──────── Listed records ────────

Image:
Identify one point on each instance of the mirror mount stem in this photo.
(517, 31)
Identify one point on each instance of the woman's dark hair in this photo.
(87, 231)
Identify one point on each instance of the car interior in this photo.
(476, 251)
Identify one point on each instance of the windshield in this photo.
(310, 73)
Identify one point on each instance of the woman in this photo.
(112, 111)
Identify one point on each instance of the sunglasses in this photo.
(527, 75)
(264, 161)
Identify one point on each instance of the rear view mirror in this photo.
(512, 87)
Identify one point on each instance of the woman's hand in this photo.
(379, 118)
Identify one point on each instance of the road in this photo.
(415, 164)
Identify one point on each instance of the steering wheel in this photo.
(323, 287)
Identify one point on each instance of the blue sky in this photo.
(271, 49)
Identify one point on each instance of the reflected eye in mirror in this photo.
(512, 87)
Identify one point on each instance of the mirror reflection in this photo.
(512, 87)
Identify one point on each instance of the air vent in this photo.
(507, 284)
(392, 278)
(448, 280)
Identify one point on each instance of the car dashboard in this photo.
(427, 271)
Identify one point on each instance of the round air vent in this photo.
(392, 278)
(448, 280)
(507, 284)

────────
──────── Listed records ────────

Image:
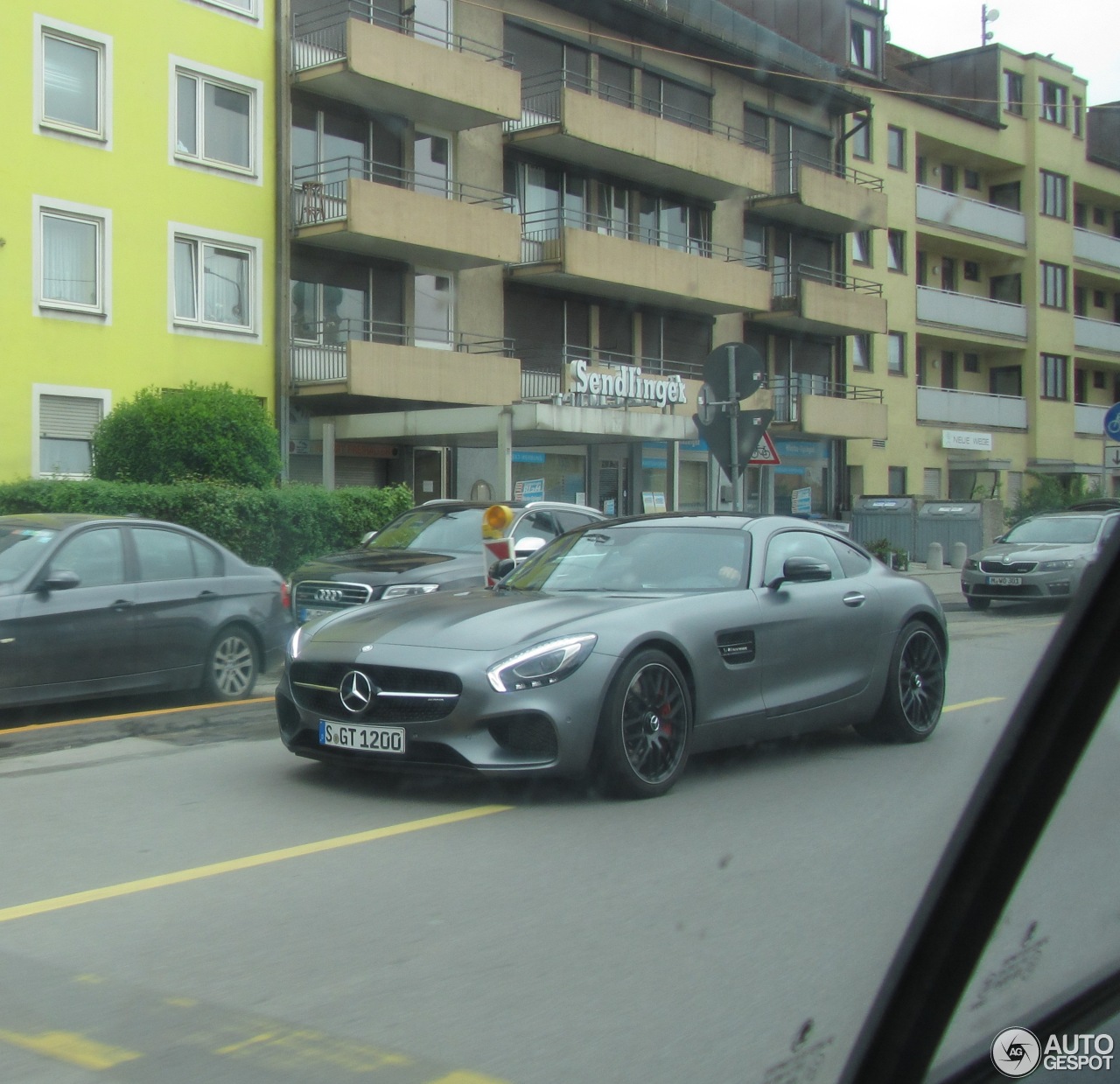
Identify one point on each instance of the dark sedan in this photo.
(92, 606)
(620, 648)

────────

Problem - Find every line in the records above that contains the string "woman" and copy each one in full. Case counts.

Exercise answer -
Identify one point on each instance of the woman's dark hair in this photo.
Identify one point on each instance of the woman in this photo.
Identify one point on each instance of the woman's hand in this photo.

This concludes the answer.